One of the things about converting into something that is not primary culture is that you have to kind of fumble your way through the intellectual tradition, sometimes thinking you’ve stumbled upon something unique and great that everyone else already knows, sometimes struggling very hard with something that has already been ‘answered’.  I have converted to Christianity, but my Christianity is not that of the culture around me.  The zeitgeist cannot answer my questions, in fact, the zeitgeist is the cause of most of my issues.  I have to enter the faith by pole vaulting the distortion of the Christian fundamentalism around me.

A couple of weeks ago I was talking to my youngest brother, we have the greatest conversations, and he’s an atheist and so we were talking about religion as we often do.  We were talking about my particular religious journey – converting to Christianity, which has perplexed him to no end I think.  I was talking about that while I respect the ethical pragmatism of Judaism and it is easier for me it didn’t challenge me like Christianity did (keep in mind, I’m never attempting to impugn Judaism – this was simply my experience).

The imposition to love one’s enemies is hard.  Amazingly hard.  But it creates a better social ethic than I think we can gain anywhere else… because I can have enemies, I can have opponents, and I can fight for what I believe in but I can never forget that I must love them, too.  I not only have to fight for those I believe are oppressed or subjugated, but I have to fight to save my enemies as well.

Collected data
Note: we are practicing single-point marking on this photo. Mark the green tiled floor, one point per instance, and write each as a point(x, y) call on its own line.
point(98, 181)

Task prompt
From the passage about converting to Christianity, output the portion that begins at the words "The imposition to" and stops after "enemies as well.", copied exactly.

Final result
The imposition to love one’s enemies is hard.  Amazingly hard.  But it creates a better social ethic than I think we can gain anywhere else… because I can have enemies, I can have opponents, and I can fight for what I believe in but I can never forget that I must love them, too.  I not only have to fight for those I believe are oppressed or subjugated, but I have to fight to save my enemies as well.